=== Activity ===
Your answer is a copy of every line in the records where "woman" appears.

──────────

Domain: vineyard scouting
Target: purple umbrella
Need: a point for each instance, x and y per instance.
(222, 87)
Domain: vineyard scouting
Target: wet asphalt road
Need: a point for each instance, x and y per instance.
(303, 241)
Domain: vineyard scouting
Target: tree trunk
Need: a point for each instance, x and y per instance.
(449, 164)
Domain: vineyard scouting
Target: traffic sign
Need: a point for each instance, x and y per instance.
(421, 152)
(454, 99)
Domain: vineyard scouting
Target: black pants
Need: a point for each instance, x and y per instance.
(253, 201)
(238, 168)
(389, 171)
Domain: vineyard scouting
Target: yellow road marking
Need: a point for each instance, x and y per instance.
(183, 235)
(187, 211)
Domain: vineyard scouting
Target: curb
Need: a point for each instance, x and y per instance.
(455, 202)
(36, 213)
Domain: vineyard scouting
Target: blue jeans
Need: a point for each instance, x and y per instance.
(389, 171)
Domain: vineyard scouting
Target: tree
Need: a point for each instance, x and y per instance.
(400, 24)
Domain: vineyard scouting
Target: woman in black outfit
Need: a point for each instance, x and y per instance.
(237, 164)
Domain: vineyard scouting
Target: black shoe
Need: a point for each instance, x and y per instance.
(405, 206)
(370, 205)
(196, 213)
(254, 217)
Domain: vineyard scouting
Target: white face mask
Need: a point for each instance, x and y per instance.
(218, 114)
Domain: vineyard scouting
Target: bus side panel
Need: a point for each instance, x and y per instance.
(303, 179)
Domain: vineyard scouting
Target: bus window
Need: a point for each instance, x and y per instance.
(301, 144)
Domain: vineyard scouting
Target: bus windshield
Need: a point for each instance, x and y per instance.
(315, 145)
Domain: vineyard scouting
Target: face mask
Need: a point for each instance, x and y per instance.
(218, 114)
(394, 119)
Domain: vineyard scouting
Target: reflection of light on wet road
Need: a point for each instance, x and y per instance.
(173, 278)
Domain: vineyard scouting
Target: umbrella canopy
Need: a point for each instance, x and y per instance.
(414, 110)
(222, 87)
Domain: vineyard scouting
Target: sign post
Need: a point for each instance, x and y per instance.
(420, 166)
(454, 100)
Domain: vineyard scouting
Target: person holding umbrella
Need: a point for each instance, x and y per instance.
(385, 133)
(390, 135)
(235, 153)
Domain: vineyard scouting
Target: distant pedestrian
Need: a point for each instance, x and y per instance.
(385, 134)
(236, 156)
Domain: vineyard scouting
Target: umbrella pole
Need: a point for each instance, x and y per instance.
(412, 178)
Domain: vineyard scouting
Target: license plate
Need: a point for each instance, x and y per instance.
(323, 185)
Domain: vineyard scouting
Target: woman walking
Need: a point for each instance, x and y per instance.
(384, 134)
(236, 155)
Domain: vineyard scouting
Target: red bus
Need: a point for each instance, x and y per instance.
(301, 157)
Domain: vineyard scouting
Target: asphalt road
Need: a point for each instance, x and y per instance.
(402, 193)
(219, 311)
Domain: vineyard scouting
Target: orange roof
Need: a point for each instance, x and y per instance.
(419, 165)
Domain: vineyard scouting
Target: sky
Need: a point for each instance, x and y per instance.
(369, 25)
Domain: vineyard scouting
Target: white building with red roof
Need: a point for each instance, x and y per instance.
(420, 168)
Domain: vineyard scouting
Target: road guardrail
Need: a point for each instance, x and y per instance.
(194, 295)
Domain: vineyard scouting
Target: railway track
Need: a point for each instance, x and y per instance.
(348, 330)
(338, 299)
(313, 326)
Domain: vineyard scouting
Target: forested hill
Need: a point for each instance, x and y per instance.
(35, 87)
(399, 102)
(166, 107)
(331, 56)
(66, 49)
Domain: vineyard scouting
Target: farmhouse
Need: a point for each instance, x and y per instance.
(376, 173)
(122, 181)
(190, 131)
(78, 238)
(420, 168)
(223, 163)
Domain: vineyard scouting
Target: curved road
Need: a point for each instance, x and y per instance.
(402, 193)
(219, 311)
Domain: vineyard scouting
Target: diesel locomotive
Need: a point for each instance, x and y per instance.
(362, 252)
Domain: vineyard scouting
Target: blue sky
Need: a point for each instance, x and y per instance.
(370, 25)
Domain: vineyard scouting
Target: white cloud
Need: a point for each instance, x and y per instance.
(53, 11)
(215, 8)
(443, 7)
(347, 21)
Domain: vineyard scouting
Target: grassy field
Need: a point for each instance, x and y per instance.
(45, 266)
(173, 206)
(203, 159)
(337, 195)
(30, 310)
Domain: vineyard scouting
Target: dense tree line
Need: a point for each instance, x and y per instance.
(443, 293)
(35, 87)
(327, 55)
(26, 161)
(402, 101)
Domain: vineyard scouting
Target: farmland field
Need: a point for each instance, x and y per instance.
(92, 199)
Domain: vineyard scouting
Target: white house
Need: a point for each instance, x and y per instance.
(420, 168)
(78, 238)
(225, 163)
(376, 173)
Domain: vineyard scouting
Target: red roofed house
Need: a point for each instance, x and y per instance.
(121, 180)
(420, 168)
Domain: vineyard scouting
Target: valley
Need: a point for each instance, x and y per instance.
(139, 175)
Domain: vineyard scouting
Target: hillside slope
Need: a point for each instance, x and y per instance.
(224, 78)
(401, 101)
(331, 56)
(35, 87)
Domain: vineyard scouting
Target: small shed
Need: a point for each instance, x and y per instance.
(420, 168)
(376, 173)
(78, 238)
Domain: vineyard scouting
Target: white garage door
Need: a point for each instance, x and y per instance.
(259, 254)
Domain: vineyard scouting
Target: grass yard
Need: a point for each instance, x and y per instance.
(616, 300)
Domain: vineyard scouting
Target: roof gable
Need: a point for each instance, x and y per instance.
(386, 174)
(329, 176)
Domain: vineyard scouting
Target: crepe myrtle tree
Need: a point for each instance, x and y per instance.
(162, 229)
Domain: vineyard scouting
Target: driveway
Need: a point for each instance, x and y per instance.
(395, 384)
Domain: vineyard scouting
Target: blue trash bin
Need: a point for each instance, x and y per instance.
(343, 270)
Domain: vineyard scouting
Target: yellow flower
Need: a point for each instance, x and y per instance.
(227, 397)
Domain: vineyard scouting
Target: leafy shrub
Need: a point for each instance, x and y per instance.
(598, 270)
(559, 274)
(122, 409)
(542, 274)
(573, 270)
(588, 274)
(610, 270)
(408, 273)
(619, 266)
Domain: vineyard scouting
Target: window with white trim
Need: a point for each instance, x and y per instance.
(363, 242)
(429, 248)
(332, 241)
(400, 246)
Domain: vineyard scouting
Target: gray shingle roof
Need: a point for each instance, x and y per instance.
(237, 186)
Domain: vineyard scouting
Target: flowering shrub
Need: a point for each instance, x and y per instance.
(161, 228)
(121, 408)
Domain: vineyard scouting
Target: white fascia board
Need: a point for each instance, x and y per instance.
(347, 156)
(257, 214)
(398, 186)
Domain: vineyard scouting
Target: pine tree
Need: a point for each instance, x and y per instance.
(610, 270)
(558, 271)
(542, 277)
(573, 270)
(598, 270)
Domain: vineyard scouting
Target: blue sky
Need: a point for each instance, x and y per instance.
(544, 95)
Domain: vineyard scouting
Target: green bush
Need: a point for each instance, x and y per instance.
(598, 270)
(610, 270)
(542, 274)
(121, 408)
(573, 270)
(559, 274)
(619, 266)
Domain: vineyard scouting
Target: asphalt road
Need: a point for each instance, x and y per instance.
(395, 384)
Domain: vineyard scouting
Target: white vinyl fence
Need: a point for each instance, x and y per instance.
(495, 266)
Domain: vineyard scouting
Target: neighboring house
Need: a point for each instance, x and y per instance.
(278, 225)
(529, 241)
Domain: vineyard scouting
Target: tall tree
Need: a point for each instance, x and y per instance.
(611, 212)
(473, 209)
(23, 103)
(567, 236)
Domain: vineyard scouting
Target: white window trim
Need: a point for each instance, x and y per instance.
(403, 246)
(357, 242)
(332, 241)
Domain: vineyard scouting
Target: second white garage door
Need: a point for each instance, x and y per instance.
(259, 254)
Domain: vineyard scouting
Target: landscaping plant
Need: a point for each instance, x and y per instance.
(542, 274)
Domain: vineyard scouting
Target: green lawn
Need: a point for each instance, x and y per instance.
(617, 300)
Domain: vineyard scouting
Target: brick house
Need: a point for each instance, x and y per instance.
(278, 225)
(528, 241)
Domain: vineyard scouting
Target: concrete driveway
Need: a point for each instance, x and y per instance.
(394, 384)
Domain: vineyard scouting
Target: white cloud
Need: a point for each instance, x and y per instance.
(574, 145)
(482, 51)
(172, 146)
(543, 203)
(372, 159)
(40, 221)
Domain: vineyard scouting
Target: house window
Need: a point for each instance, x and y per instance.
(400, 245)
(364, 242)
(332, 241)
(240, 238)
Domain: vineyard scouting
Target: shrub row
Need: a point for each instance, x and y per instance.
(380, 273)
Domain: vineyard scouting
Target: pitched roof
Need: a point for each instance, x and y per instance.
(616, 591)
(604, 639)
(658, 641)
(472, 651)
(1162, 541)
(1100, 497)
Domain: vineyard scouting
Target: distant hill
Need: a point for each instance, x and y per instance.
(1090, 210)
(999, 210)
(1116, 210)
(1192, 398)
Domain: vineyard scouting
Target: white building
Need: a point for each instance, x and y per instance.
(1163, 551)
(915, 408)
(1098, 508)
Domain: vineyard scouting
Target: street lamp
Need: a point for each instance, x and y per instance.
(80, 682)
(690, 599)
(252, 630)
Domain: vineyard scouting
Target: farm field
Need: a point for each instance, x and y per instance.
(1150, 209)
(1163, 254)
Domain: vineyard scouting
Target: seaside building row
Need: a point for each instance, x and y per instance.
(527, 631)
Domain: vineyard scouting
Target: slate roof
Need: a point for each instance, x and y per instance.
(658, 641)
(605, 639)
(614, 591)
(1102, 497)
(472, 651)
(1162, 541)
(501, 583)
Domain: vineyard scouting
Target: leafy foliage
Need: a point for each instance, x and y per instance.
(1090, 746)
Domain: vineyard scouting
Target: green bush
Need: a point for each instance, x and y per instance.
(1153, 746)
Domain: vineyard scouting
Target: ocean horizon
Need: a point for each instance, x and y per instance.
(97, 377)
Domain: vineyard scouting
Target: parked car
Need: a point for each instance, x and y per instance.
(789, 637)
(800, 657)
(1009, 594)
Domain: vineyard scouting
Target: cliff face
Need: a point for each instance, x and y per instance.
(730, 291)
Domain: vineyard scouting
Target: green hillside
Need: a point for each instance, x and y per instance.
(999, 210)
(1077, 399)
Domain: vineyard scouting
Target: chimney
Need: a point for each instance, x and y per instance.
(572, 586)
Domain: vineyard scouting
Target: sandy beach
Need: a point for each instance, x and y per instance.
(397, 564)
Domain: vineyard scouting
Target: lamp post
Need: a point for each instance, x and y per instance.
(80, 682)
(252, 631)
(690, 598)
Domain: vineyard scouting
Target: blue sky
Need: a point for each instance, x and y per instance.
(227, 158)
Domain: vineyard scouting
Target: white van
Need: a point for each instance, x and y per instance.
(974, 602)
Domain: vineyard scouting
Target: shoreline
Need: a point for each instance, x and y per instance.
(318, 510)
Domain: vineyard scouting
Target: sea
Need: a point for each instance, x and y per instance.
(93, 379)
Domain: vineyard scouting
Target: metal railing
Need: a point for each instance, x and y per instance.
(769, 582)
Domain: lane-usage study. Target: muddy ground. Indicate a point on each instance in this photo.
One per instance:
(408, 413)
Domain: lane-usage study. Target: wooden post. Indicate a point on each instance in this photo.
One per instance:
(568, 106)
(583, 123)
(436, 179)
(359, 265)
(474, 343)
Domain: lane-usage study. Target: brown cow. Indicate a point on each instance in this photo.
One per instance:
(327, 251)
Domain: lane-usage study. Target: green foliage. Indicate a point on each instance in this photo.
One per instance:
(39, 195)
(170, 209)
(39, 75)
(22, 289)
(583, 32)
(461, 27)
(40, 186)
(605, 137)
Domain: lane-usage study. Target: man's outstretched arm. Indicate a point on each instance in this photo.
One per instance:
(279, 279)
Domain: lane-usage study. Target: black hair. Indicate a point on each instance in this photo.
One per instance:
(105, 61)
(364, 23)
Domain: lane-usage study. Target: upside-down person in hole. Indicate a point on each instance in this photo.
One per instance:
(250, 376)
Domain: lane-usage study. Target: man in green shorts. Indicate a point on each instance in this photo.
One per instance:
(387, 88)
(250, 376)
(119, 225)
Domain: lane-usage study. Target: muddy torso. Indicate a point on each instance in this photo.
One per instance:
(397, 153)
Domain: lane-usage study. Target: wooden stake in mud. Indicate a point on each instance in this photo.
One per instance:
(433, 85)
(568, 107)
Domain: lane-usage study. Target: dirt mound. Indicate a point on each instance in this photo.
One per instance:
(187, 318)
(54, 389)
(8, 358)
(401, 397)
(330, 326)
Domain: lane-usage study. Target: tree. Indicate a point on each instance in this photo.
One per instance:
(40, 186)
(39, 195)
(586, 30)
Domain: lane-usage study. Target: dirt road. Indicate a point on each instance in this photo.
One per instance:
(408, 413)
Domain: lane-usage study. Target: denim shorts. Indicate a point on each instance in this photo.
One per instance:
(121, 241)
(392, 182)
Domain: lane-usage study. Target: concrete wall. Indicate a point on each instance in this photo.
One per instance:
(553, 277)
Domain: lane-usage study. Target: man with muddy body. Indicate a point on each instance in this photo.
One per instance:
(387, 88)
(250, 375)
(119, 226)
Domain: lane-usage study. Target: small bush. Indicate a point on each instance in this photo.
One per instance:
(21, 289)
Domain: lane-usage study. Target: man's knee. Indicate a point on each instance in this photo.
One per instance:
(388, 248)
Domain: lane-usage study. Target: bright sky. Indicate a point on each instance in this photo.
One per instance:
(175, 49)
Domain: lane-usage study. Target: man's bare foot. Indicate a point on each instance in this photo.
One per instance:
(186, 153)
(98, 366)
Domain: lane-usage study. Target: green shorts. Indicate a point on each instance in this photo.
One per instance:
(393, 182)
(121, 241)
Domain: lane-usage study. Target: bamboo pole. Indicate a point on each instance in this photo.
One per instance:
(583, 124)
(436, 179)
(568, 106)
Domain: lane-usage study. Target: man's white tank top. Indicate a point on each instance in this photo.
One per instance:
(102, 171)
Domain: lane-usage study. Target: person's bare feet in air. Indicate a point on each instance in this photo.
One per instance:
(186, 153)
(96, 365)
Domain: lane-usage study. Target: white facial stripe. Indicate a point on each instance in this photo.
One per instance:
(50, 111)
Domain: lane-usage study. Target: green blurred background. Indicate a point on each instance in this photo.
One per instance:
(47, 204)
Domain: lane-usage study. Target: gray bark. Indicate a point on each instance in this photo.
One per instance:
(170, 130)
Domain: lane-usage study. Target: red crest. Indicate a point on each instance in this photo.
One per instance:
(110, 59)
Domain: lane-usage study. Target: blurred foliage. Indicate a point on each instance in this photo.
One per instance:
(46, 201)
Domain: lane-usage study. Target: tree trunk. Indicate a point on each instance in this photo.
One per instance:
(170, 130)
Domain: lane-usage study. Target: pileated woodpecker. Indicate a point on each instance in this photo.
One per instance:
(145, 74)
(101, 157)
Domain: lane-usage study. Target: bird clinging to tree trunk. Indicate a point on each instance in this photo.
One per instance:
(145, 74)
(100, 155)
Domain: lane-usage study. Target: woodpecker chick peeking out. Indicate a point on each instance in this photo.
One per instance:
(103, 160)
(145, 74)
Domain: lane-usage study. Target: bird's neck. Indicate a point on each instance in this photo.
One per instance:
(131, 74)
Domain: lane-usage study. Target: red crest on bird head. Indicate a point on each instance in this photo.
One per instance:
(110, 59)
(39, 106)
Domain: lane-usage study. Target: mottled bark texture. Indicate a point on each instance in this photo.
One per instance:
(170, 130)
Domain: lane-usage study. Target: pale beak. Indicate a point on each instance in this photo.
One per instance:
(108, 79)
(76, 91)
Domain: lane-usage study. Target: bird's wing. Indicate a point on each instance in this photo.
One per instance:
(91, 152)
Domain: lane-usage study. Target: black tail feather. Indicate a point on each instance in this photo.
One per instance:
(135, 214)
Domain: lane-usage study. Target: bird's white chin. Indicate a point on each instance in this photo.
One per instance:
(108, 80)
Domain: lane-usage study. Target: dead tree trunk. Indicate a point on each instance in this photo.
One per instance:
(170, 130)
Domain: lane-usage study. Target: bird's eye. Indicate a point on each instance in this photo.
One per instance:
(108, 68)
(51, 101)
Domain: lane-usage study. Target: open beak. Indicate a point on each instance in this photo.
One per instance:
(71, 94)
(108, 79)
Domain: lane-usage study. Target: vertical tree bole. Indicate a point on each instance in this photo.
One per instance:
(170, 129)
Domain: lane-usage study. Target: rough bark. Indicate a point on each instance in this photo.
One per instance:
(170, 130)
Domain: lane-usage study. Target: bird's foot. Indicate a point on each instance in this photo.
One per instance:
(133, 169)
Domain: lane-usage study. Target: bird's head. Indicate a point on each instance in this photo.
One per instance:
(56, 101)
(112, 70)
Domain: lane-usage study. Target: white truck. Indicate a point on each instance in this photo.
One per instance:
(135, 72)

──────────

=== Response area ===
Target: woman in black outfit
Target: woman walking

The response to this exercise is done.